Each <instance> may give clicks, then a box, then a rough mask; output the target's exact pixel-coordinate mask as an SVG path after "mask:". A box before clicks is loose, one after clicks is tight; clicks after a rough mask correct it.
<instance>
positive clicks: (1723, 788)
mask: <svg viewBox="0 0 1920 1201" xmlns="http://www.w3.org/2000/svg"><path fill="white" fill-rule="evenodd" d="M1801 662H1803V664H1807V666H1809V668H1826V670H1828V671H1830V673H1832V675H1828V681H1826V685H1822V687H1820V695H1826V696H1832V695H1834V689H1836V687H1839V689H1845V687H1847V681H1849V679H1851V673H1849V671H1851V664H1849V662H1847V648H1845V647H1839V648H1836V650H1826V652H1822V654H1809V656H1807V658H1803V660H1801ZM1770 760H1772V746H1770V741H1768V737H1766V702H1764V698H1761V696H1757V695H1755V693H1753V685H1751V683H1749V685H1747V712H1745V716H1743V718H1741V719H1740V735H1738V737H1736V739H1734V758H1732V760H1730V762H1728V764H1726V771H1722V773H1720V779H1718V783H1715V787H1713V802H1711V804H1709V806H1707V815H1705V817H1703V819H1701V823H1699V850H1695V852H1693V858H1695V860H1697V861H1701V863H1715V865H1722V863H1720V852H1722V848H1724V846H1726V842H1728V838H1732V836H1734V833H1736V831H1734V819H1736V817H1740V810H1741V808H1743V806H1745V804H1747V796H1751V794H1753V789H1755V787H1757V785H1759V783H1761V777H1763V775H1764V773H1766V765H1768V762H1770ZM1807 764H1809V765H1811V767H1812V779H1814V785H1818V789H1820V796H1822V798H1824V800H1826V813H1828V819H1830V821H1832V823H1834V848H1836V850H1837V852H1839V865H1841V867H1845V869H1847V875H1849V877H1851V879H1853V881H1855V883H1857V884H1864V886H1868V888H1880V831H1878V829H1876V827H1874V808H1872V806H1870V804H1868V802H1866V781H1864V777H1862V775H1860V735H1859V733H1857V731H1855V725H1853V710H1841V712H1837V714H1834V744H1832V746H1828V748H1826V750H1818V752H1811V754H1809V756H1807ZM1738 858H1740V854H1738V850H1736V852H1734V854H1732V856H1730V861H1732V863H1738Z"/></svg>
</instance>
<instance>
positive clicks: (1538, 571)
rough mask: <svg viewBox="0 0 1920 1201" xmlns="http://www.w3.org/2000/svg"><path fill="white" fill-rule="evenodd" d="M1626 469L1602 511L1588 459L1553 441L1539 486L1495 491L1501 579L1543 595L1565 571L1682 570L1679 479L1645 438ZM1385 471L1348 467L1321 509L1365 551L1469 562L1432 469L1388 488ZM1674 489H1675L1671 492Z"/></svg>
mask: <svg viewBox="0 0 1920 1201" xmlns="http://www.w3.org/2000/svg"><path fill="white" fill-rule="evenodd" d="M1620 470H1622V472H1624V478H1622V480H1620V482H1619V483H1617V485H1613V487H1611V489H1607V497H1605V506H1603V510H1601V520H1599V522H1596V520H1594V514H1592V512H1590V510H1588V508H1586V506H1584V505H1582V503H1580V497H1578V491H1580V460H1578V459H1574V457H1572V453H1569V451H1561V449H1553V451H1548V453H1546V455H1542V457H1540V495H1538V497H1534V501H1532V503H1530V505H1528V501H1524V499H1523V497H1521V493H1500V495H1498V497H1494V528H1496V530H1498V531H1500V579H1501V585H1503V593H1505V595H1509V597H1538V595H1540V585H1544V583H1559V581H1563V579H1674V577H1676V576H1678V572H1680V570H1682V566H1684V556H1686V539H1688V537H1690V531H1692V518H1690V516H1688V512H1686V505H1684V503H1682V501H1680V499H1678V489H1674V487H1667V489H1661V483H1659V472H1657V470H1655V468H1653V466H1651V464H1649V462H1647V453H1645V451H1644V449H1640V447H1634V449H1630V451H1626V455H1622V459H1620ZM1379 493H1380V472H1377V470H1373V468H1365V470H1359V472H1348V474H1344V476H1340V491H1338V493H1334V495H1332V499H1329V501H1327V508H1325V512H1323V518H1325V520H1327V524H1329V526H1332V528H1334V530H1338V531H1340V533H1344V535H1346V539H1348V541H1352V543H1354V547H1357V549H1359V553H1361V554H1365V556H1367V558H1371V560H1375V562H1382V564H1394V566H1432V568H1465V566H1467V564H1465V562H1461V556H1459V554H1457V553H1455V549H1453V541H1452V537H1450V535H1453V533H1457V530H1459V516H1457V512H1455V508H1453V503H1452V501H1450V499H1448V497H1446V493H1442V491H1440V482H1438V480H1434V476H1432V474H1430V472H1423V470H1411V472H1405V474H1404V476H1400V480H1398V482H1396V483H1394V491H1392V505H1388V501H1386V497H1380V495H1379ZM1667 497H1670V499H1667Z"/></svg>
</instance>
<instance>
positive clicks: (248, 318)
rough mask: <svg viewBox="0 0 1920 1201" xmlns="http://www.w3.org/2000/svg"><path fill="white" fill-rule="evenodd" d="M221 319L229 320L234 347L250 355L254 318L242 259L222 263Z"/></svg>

****************

PROBLEM: The data must be given again in full, exactly as written.

COMPLETED EXERCISE:
Each <instance> may give clicks, then a box, then a rough mask; output the target's exact pixel-coordinate mask as an SVG path after "mask:". A box before clicks is loose, one after clicks is tight; clicks after a rough mask correct it.
<instance>
positive clicks: (1723, 788)
mask: <svg viewBox="0 0 1920 1201" xmlns="http://www.w3.org/2000/svg"><path fill="white" fill-rule="evenodd" d="M1801 662H1803V664H1807V666H1809V668H1826V670H1828V671H1830V673H1832V675H1828V681H1826V685H1822V687H1820V695H1826V696H1832V695H1834V689H1836V687H1839V689H1845V687H1847V681H1849V679H1851V673H1849V671H1851V664H1849V662H1847V648H1845V647H1839V648H1836V650H1826V652H1822V654H1809V656H1807V658H1803V660H1801ZM1770 760H1772V746H1770V741H1768V737H1766V702H1764V698H1761V696H1757V695H1755V693H1753V685H1751V683H1749V685H1747V712H1745V716H1743V718H1741V719H1740V735H1738V737H1736V739H1734V758H1732V760H1730V762H1728V764H1726V771H1722V773H1720V779H1718V783H1715V787H1713V802H1711V804H1709V806H1707V815H1705V817H1703V819H1701V823H1699V850H1695V852H1693V858H1695V860H1697V861H1701V863H1715V865H1722V863H1720V852H1722V848H1724V846H1726V842H1728V838H1732V836H1734V833H1736V831H1734V819H1736V817H1740V810H1741V808H1743V806H1745V804H1747V796H1751V794H1753V789H1755V787H1757V785H1759V783H1761V777H1763V775H1764V773H1766V765H1768V762H1770ZM1807 764H1809V765H1811V767H1812V779H1814V785H1818V789H1820V796H1822V798H1824V800H1826V813H1828V819H1830V821H1832V823H1834V848H1836V850H1837V852H1839V865H1841V867H1845V869H1847V875H1849V877H1851V879H1853V881H1855V883H1857V884H1864V886H1868V888H1880V831H1878V829H1876V827H1874V808H1872V806H1870V804H1868V802H1866V781H1864V777H1862V775H1860V735H1859V733H1857V731H1855V725H1853V710H1841V712H1837V714H1834V744H1832V746H1828V748H1826V750H1818V752H1811V754H1809V756H1807ZM1738 858H1740V854H1738V850H1736V852H1734V854H1732V856H1730V861H1732V863H1738Z"/></svg>
</instance>
<instance>
positive clicks: (1538, 571)
rough mask: <svg viewBox="0 0 1920 1201" xmlns="http://www.w3.org/2000/svg"><path fill="white" fill-rule="evenodd" d="M1626 469L1602 511L1588 459L1553 441L1539 486L1495 491L1501 579L1543 595L1565 571L1682 570L1679 479L1645 438ZM1385 471L1348 467L1321 509L1365 551L1469 562L1432 469L1388 488ZM1674 489H1675L1671 492Z"/></svg>
mask: <svg viewBox="0 0 1920 1201" xmlns="http://www.w3.org/2000/svg"><path fill="white" fill-rule="evenodd" d="M1620 470H1622V472H1624V478H1622V480H1620V482H1619V483H1617V485H1613V487H1611V489H1607V497H1605V506H1603V510H1601V520H1599V522H1596V520H1594V514H1592V512H1590V510H1588V508H1586V506H1584V505H1582V503H1580V497H1578V491H1580V460H1578V459H1574V457H1572V453H1569V451H1561V449H1553V451H1548V453H1546V455H1542V457H1540V495H1538V497H1534V501H1532V503H1530V505H1528V501H1524V499H1523V497H1521V493H1500V495H1498V497H1494V528H1496V530H1498V531H1500V579H1501V585H1503V593H1505V595H1509V597H1538V595H1540V585H1544V583H1559V581H1563V579H1674V577H1676V576H1678V572H1680V570H1682V566H1684V556H1686V539H1688V537H1690V531H1692V518H1690V516H1688V512H1686V505H1684V503H1682V501H1680V499H1678V489H1674V487H1667V489H1661V483H1659V472H1657V470H1655V468H1653V466H1651V464H1649V462H1647V453H1645V451H1644V449H1640V447H1634V449H1630V451H1626V455H1622V459H1620ZM1379 493H1380V472H1377V470H1373V468H1365V470H1359V472H1348V474H1344V476H1340V491H1338V493H1334V495H1332V499H1329V501H1327V508H1325V512H1323V518H1325V520H1327V524H1329V526H1332V528H1334V530H1338V531H1340V533H1344V535H1346V539H1348V541H1352V543H1354V547H1357V549H1359V553H1361V554H1365V556H1367V558H1371V560H1375V562H1382V564H1394V566H1432V568H1465V566H1467V564H1465V562H1461V556H1459V554H1457V553H1455V549H1453V541H1452V537H1450V535H1453V533H1457V530H1459V516H1457V512H1455V508H1453V503H1452V501H1450V499H1448V497H1446V493H1442V491H1440V482H1438V480H1434V476H1432V474H1430V472H1423V470H1411V472H1405V474H1404V476H1400V480H1398V482H1396V483H1394V491H1392V505H1388V501H1386V497H1380V495H1379ZM1667 497H1670V499H1667Z"/></svg>
</instance>
<instance>
positive clicks: (248, 318)
rough mask: <svg viewBox="0 0 1920 1201" xmlns="http://www.w3.org/2000/svg"><path fill="white" fill-rule="evenodd" d="M221 319L229 320L234 347L250 355L254 318L242 259L222 263Z"/></svg>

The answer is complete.